THE EXERCISE
Quote the records that follow in full and exactly; leave out the pictures.

RECORDS SHOWN
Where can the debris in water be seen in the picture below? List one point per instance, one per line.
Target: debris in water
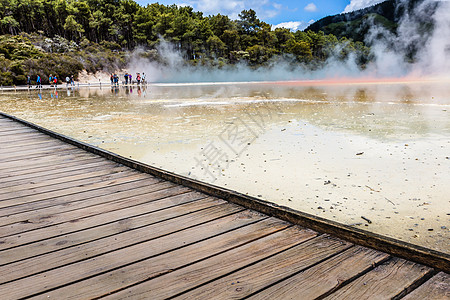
(365, 219)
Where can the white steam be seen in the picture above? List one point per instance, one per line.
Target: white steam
(431, 59)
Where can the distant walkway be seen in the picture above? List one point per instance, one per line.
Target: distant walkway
(75, 225)
(64, 86)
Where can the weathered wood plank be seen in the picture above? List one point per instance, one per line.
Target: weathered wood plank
(66, 150)
(43, 142)
(22, 136)
(166, 262)
(203, 271)
(44, 161)
(260, 275)
(42, 282)
(436, 288)
(9, 195)
(40, 220)
(96, 230)
(58, 165)
(149, 202)
(22, 213)
(22, 153)
(38, 201)
(15, 131)
(119, 234)
(384, 282)
(325, 277)
(56, 173)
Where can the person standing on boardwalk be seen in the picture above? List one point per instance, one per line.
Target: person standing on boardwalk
(38, 82)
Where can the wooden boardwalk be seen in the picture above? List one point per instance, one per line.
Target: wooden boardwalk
(74, 225)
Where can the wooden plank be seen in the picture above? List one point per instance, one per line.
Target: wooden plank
(32, 142)
(331, 274)
(58, 165)
(15, 131)
(124, 233)
(68, 150)
(244, 282)
(8, 195)
(384, 282)
(94, 228)
(12, 154)
(22, 136)
(39, 177)
(40, 220)
(29, 146)
(51, 279)
(436, 288)
(126, 188)
(166, 197)
(44, 161)
(167, 262)
(54, 172)
(42, 200)
(203, 271)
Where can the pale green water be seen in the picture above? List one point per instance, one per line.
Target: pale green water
(341, 151)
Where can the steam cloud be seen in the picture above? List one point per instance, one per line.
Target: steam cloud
(432, 56)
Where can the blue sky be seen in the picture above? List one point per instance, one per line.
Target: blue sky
(294, 14)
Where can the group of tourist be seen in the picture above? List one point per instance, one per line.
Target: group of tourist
(128, 78)
(52, 80)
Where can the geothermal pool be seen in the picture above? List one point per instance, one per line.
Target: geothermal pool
(378, 150)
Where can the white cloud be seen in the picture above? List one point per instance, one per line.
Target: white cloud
(293, 25)
(311, 7)
(358, 4)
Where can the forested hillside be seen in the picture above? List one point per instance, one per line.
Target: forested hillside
(356, 24)
(69, 35)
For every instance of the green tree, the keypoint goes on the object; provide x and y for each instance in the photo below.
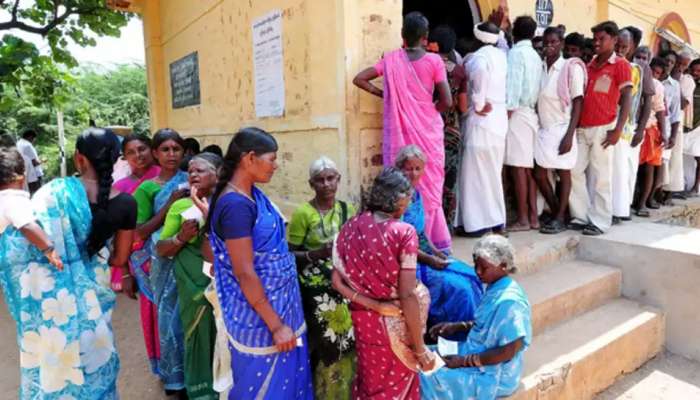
(62, 21)
(112, 97)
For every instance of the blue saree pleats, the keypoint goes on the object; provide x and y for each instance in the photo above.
(259, 371)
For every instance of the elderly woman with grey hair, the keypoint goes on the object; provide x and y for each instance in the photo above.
(310, 235)
(455, 290)
(375, 268)
(490, 362)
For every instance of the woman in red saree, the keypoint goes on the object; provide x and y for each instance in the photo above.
(411, 116)
(375, 268)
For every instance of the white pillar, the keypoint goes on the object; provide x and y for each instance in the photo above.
(61, 142)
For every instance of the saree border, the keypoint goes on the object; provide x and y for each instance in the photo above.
(261, 351)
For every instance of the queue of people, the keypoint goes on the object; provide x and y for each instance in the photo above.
(344, 301)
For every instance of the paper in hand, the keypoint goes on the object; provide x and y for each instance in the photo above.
(193, 213)
(206, 269)
(447, 347)
(439, 363)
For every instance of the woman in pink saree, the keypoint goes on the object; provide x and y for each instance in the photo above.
(411, 116)
(374, 260)
(136, 150)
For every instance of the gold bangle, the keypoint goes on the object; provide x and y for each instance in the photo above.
(477, 360)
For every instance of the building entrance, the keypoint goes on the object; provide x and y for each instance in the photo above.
(461, 15)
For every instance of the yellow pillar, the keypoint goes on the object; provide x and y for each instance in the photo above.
(602, 11)
(152, 35)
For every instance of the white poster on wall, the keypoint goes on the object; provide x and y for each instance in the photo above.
(268, 65)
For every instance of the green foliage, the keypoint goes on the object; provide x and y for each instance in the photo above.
(114, 97)
(61, 22)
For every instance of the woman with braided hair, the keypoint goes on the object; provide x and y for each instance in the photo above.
(63, 317)
(256, 277)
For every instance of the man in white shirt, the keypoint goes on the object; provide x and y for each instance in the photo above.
(481, 204)
(555, 146)
(522, 87)
(33, 172)
(674, 179)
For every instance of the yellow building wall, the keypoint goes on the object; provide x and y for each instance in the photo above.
(325, 43)
(220, 31)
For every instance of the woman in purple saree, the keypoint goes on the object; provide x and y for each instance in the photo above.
(411, 76)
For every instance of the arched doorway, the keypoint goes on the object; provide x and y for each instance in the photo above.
(461, 15)
(670, 32)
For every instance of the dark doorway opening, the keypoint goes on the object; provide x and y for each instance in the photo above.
(458, 14)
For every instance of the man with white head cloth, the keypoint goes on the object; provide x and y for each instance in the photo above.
(481, 205)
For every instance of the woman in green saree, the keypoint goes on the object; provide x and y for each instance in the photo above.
(310, 235)
(182, 240)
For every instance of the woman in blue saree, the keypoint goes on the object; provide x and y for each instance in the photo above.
(256, 277)
(163, 331)
(63, 318)
(489, 362)
(455, 290)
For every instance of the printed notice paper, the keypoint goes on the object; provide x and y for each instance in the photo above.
(268, 65)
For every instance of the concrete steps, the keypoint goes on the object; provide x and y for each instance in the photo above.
(585, 355)
(585, 335)
(533, 251)
(568, 289)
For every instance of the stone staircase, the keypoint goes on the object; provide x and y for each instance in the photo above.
(586, 335)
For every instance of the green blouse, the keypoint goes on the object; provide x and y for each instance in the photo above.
(144, 196)
(311, 230)
(173, 220)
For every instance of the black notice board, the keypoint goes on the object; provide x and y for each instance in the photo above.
(184, 81)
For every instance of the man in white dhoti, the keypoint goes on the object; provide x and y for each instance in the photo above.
(522, 87)
(673, 155)
(559, 107)
(687, 84)
(626, 151)
(481, 203)
(601, 127)
(692, 138)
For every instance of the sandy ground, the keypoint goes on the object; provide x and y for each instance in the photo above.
(665, 377)
(135, 378)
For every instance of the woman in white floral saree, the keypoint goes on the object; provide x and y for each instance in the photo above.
(63, 318)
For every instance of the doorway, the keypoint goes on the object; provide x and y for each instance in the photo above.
(460, 15)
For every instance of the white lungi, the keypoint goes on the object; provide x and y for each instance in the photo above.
(593, 167)
(547, 148)
(621, 196)
(676, 175)
(690, 167)
(691, 143)
(481, 201)
(625, 166)
(520, 141)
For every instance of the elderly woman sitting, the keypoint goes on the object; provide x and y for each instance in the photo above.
(310, 234)
(455, 290)
(489, 363)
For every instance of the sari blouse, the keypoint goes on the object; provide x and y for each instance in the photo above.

EXERCISE OUTPUT
Where can the debris in water be seen in the picture below? List one point per instance, one per line.
Target: debris in water
(365, 219)
Where can the white steam be seen in the picture above? List one point per instance, one per line.
Target: white steam
(431, 59)
Where can the distant walkway be seen in the picture above? List one point per instance, one per line.
Target: distant walkway
(75, 225)
(64, 86)
Where can the weathered wood plank be seen in the picture above? List one point per instance, one per line.
Target: weathered wood plank
(66, 150)
(43, 142)
(22, 136)
(166, 262)
(203, 271)
(44, 161)
(260, 275)
(42, 282)
(436, 288)
(9, 195)
(40, 220)
(96, 230)
(58, 165)
(149, 202)
(22, 213)
(22, 153)
(38, 201)
(15, 131)
(119, 234)
(384, 282)
(325, 277)
(56, 173)
Where can the person standing on boardwalk be seen in the picture above? List one point per instance, one per line.
Target: person standing on boardwalk
(38, 82)
Where can the wooden boardwalk be seen in the picture above? List one point per instance, one per line.
Target: wooden boardwalk
(74, 225)
Where can the wooden plank be seen in the picture above? List one point per instance, one per line.
Target: wooden plank
(32, 142)
(331, 274)
(58, 165)
(15, 131)
(124, 233)
(68, 150)
(244, 282)
(8, 195)
(384, 282)
(94, 228)
(12, 154)
(22, 136)
(39, 177)
(40, 220)
(29, 146)
(51, 279)
(436, 288)
(126, 188)
(166, 197)
(44, 161)
(167, 262)
(54, 172)
(42, 200)
(203, 271)
Where can the pale green water be seen in the picture above? List one point per instance, one per line.
Target: pale green water
(341, 151)
Where can the steam cloud be seen in the picture above? List one point per instance, one per line.
Target: steam cloud
(432, 56)
Where can the blue sky be seen in the picture above? List one point per instance, one per line.
Target: blue sky
(294, 14)
Where can the group of tourist be seen in the picture above? List one point per instance, one per line.
Target: group of tourist
(128, 78)
(52, 80)
Where can the geothermal pool be seen in the picture above? List one point per instance, one per line.
Target: geothermal pool
(378, 150)
Where can the white cloud be seen in the picture above? List one point per instance, one per line.
Target: white cloud
(293, 25)
(311, 7)
(358, 4)
Where can the forested hillside be seen in the picture above? List one point per instance, one per line.
Target: forested hillside
(356, 24)
(69, 35)
For every instance of the green tree, the keypoint goes on the object; provide x and y for each instance in the photo below.
(62, 21)
(112, 97)
For every instance of the blue saree pleats, the keypoint goes on the object; provide x and y for each instance in the photo above.
(259, 371)
For every instance of the elderly woman with grey hair, the keypoint goes on the object; provide x and y for each instance in the photo above.
(310, 235)
(455, 290)
(375, 268)
(490, 362)
For every instance of the woman in red saree, the keypoint goes on the object; provide x and y for each instance in the photo above.
(411, 116)
(375, 268)
For every instance of the white pillar, the keypoint goes on the object; provide x and y for each instance in the photo above.
(61, 142)
For every instance of the saree border, the keypoint goes on the object; provide x and y for each instance in the photo above.
(261, 351)
For every instance of the queue of people, the keypoint goes on the object; provide x and y for each instance in the photo above.
(344, 301)
For every instance of the paper in hand, the keypoint goes on the object; provide x and y for each instance in the photo above.
(193, 213)
(206, 269)
(447, 347)
(439, 363)
For every instance of the woman in pink saree, the keypoint goes on the object; provide x and y for each instance in the photo above.
(411, 116)
(374, 260)
(136, 150)
For every instance of the gold bangle, the keypoint goes on the object; provide x and y for each instance in the photo above.
(477, 360)
For every instance of the building entrance, the keypoint goes on the object; provide x and y for each instance in the photo above.
(461, 15)
For every instance of the yellow pillar, the keypoint goes on the object; provide x and y for each instance in the photo above.
(602, 11)
(152, 35)
For every instance of the white poster on wall, the keypoint goes on the object; provide x and y for each instance in the photo above.
(268, 65)
For every instance of the green foliage, the keypoint goes on the object; provide x and y for each instance in the photo above.
(114, 97)
(61, 22)
For every instance of the woman with braided hair, the keypoint goes on the object; provide x and y for each instance in the photo above.
(63, 317)
(256, 277)
For every instance of the man in white shirt, the keypoint goes on the object; provide x and y for each instance in the photo above.
(481, 204)
(555, 146)
(522, 87)
(33, 172)
(674, 179)
For every instance of the yellow building wall, the keypoint goes on the object; provide x and y for each instance in the photo above.
(325, 43)
(220, 31)
For every instance of the woman in purple saree, the keypoint goes on the object; provide x and y for each instance in the photo above.
(411, 76)
For every instance of the arched doorway, the keypoint goes on the object; provide x and y for each instance in the photo above.
(461, 15)
(670, 32)
For every instance of the dark doorway opening, the keypoint goes on the object; provide x and y for each instance in the photo above.
(458, 14)
For every instance of the man with white head cloth, the keypoint goes on the object; provide x and y for each instance in the photo above.
(481, 205)
For every instance of the woman in green saree, the keypoint goes on the object; provide x and y for each instance in the photo above.
(310, 235)
(182, 240)
For every instance of the woman in blue saree, the keypoint goes on the object; provide x and y for each instance in the photo above.
(256, 277)
(163, 331)
(63, 318)
(489, 362)
(455, 290)
For every instance of the printed notice paper, the keypoint goes on the object; provide x and y for each instance in the photo above.
(268, 65)
For every instance of the concrete steps, the keypoint goes on the object; provide x and y for each instance in the photo above.
(585, 355)
(585, 335)
(533, 251)
(568, 289)
For every instance of the stone staircase, the keypoint goes on the object; provide x and y for each instance in the photo above.
(586, 335)
For every instance of the green blouse, the keypoint goes on the object; provide x and y for each instance in the photo above.
(144, 196)
(311, 230)
(173, 220)
For every instance of the black notice board, the keypoint goes on the object; provide x and y for each instance in the photo above.
(184, 81)
For every instance of the man in white dhoti, the keypoint goes on the object; provide x and y for each instance in the photo above.
(522, 87)
(673, 155)
(559, 107)
(687, 84)
(626, 151)
(481, 203)
(601, 127)
(692, 138)
For every instance of the sandy ground, the keypoint goes on the object; provide x and y for each instance in the photo above.
(665, 377)
(135, 378)
For every instance of the woman in white floral saree, the keypoint goes on the object; provide x and y for each instance in the photo above.
(63, 318)
For every instance of the doorway, the keypoint goes on the object; provide x and y for each instance in the photo above.
(460, 15)
For every instance of the white lungi, the keypoint goes on the object; provide x and y for each instance in the photo above.
(593, 167)
(547, 148)
(621, 196)
(676, 175)
(690, 167)
(691, 143)
(481, 201)
(625, 166)
(520, 141)
For every instance of the elderly woman sitting, the keypoint goes on the object; provide x and y for each instance in the photo above.
(310, 234)
(455, 290)
(489, 363)
For every instance of the sari blouse, the keypoint goes on the object; provide x and y for each instance in the photo above.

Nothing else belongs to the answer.